[Natural-language object grounding data]

● ● ●

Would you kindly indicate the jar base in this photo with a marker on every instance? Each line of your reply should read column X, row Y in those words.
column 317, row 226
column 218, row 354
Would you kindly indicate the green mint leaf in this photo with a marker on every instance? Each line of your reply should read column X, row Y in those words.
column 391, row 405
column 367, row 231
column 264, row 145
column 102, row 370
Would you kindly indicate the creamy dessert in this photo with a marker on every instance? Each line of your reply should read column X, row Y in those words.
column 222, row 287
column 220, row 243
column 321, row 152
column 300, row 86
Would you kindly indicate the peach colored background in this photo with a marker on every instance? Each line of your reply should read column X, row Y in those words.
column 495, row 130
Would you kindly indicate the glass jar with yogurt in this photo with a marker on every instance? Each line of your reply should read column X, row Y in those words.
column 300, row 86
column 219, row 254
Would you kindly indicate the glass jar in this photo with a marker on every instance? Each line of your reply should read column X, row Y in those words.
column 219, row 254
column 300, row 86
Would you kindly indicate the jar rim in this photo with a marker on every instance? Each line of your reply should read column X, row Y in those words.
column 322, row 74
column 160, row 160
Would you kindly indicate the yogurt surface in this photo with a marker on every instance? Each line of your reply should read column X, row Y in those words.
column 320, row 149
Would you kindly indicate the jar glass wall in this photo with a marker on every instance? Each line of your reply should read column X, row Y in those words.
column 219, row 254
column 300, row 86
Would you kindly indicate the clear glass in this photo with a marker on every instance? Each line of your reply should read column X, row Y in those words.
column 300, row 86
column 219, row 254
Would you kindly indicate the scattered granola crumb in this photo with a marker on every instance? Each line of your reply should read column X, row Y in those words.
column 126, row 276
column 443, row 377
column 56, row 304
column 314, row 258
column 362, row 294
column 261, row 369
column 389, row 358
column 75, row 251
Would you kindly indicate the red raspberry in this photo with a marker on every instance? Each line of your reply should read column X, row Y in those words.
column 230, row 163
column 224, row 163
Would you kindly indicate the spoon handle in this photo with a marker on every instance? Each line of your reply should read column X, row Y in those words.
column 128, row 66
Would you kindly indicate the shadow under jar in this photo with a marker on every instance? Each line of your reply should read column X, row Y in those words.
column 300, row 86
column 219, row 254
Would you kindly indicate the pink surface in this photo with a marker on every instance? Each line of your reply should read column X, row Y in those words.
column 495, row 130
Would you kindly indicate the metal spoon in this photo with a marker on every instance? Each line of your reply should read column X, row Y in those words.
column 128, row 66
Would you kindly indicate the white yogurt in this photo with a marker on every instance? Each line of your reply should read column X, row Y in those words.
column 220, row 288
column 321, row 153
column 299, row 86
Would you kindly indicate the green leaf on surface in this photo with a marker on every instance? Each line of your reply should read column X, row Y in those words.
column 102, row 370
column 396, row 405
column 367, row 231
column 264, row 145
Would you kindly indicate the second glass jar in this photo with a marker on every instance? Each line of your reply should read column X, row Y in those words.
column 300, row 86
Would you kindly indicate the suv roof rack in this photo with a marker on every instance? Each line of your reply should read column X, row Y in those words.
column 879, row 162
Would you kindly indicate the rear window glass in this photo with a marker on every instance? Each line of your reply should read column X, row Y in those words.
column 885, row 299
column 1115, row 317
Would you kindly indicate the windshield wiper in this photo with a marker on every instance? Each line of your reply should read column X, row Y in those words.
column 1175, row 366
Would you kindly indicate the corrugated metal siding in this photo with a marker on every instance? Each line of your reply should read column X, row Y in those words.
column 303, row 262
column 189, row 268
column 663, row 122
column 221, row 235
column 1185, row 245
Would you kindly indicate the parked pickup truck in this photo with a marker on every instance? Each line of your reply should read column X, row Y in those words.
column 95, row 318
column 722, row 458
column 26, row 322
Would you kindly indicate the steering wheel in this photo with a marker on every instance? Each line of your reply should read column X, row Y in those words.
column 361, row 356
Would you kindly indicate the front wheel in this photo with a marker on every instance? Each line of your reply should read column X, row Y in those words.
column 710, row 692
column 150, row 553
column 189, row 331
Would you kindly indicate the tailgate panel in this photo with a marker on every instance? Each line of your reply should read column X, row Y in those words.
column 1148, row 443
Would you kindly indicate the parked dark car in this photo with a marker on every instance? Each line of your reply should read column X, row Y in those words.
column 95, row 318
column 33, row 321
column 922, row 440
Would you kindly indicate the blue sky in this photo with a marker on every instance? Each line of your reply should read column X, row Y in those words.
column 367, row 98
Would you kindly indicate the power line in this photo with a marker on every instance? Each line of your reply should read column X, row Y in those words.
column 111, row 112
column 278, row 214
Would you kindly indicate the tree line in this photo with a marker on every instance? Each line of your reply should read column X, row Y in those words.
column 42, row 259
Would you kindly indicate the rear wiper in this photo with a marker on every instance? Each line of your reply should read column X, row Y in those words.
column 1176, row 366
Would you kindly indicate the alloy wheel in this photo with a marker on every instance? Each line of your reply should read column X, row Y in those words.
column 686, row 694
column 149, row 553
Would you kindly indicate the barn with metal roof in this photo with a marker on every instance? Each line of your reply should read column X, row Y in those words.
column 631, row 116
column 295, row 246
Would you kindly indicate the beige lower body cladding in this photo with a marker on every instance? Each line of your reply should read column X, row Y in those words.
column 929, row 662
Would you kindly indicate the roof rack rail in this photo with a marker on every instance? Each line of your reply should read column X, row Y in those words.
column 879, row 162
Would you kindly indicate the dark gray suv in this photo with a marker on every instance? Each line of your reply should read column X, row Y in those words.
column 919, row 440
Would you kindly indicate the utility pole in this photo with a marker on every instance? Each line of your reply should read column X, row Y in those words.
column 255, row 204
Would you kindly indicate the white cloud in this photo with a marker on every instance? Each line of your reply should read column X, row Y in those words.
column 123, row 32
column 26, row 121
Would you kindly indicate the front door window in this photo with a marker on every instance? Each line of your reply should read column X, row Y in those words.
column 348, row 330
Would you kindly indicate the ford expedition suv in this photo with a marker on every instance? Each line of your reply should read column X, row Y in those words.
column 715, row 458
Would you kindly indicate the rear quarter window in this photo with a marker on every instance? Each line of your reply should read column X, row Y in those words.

● ● ●

**Exercise:** In full and without change, transcribe every line of the records above.

**Exercise solution:**
Would you kindly indicate the jar base in this photo with a marker on every instance? Each line of your reply should read column X, row Y in those words.
column 317, row 226
column 218, row 354
Would you kindly indicate the green mint leaf in this photo with a marker on every instance? Each line of your reply should read column X, row Y in those words.
column 391, row 405
column 367, row 231
column 264, row 145
column 102, row 370
Would you kindly indicate the creamy dessert in this photo with a marker on every instance? Each line of your reply should read column X, row Y in those words.
column 222, row 287
column 220, row 243
column 321, row 152
column 300, row 86
Would you kindly indicate the peach colored background in this photo with a marker on every instance? Each line of your reply should read column X, row Y in those words.
column 495, row 130
Would you kindly indicate the glass jar with yogurt in this photo with a marker on every instance? Each line of your reply should read column X, row Y in those words.
column 300, row 86
column 219, row 254
Would you kindly indicate the glass jar in this photo with a marker on every instance? Each line of your reply should read column X, row Y in those words.
column 219, row 254
column 300, row 86
Would you kindly indicate the jar rim in this photo with a marker on every instance? Each line of your reply should read column X, row Y in those words.
column 322, row 74
column 160, row 160
Would you kindly indicate the yogurt surface in this photo with a marker on every instance? Each line of your reply should read column X, row Y in those words.
column 320, row 149
Would you kindly indicate the jar glass wall in this photo with a marker on every instance? Each line of your reply should read column X, row Y in those words.
column 219, row 254
column 300, row 86
Would you kindly indicate the clear glass in this photo with a marker on every instance? Each line of your reply should read column X, row Y in those words.
column 300, row 86
column 219, row 254
Would you kindly indicate the scattered granola crumb in this photo with a marker on every instance? Each line of your reply should read column X, row Y in those words.
column 126, row 276
column 443, row 377
column 56, row 304
column 314, row 258
column 362, row 294
column 261, row 369
column 389, row 358
column 75, row 251
Would you kindly indicate the red raspberry in this photo with a marker on every instance? Each line of your reply should read column X, row Y in those words.
column 230, row 163
column 224, row 163
Would you kindly indicate the spoon handle in this photo with a marker on every instance? Each line of your reply should read column X, row Y in those words.
column 128, row 66
Would you kindly indicate the shadow under jar in this photo with a marker on every instance? Each line of your reply should read column X, row Y in those words.
column 300, row 86
column 219, row 254
Would you kindly indicate the pink surface in this photo with a marker on every instance? Each line of your reply should read column X, row Y in those words.
column 495, row 130
Would you kindly indicate the metal spoon in this photo with a marker on every instance? Each line of your reply should read column X, row Y in those words.
column 128, row 66
Would you kindly indicate the white yogurt in this photo with a marker on every instance? Each line of your reply should read column X, row Y in those words.
column 220, row 288
column 321, row 153
column 299, row 86
Would you kindly indicate the green leaf on surface in this photo with a marker on every instance? Each line of your reply should read column X, row Y in those words.
column 102, row 370
column 396, row 405
column 367, row 231
column 264, row 145
Would you kindly indicate the second glass jar in this photo with a marker on every instance? Each line of your reply should read column X, row Y in those words.
column 300, row 86
Would you kindly indicate the suv roof rack in this photo with a marker on every instance? Each line of your reply should read column X, row Y in those words.
column 879, row 162
Would you kindly indicate the rear window glass in this photo with a marker on every instance? Each line of your reply should read column X, row Y in those words.
column 885, row 299
column 1115, row 317
Would you kindly indicate the windshield wiper in this photo with a marker on every instance? Each line of your reply should read column X, row Y in those words.
column 1175, row 366
Would you kindly indicate the corrugated metal siding in this photo with a marker on every instance? Each line of your reply should read column X, row Y in those words.
column 303, row 262
column 189, row 268
column 663, row 122
column 221, row 235
column 1185, row 245
Would you kindly indicate the parked pickup truck in this photo with a marker on every instance? Each line of your reply should read column X, row Y in those words.
column 95, row 318
column 722, row 458
column 26, row 322
Would you kindly indicate the steering wheel in this photo with a marker on every instance? Each line of your reply should read column X, row Y in those words.
column 361, row 356
Would you kindly indicate the front wheel in this photo with a marker on every instance? Each line of your reply should read column X, row Y in those words.
column 710, row 692
column 150, row 553
column 189, row 331
Would you kindly indicate the tailgate panel in this photo with a marker on every instance? Each line of your reply should read column X, row Y in those words.
column 1148, row 443
Would you kindly indicate the parked dark car in this photo with a marker on every instance? Each line of your reply should read column X, row Y in those words.
column 95, row 318
column 33, row 321
column 922, row 440
Would you kindly indicate the blue sky in this photo with a marker on every instance? Each line of your reply should read column X, row Y in those words.
column 367, row 98
Would you kindly indicate the power line in this photo with a marker on every instance? Each line of your reply should read column X, row Y in those words.
column 111, row 112
column 278, row 214
Would you kindly indicate the tree line in this photo with a marker on every instance? Each line of your reply should read column X, row Y in those words.
column 42, row 259
Would you kindly indicate the rear wiper in this photo with a marker on every instance? Each line of your reply should read column X, row Y in those words.
column 1176, row 366
Would you kindly indicate the alloy wheel in this photo with a marker on every instance? Each line of your reply should read column X, row Y in those words.
column 686, row 694
column 149, row 553
Would you kindly indicate the barn with metal roof in this photo with a marker on every instance? Each line of your reply should read column X, row Y in those words.
column 631, row 116
column 295, row 246
Would you kindly indicate the beige lower body cladding in this photo with a marker on every instance? Each line of your reply should read column X, row Y in those words.
column 929, row 662
Would you kindly indicate the roof rack rail in this photo with a marker on every instance? Each line of your reply should read column X, row Y in those words.
column 879, row 162
Would you kindly indicate the dark gray suv in this photo with a marker on every instance? Each line of your reply should read column X, row Y in those words.
column 919, row 440
Would you kindly indicate the utility pole in this photo with a marker on every instance? Each line of your reply should read column X, row Y in those words.
column 255, row 204
Would you kindly indicate the white cloud in this photo with a marker on every instance? Each line of your reply should read column X, row Y in those words.
column 123, row 32
column 26, row 121
Would you kindly indicate the front door window in this photo with a marker on every instance? Each line of your reply should read column X, row Y in those words.
column 348, row 330
Would you kindly indicate the ford expedition suv in this photo with a marker on every instance? Each line of your reply should read column X, row Y in those words.
column 715, row 458
Would you kindly indicate the rear quarter window in this photo with a marker on every instance? Each line of your reply should read column X, row Y in those words.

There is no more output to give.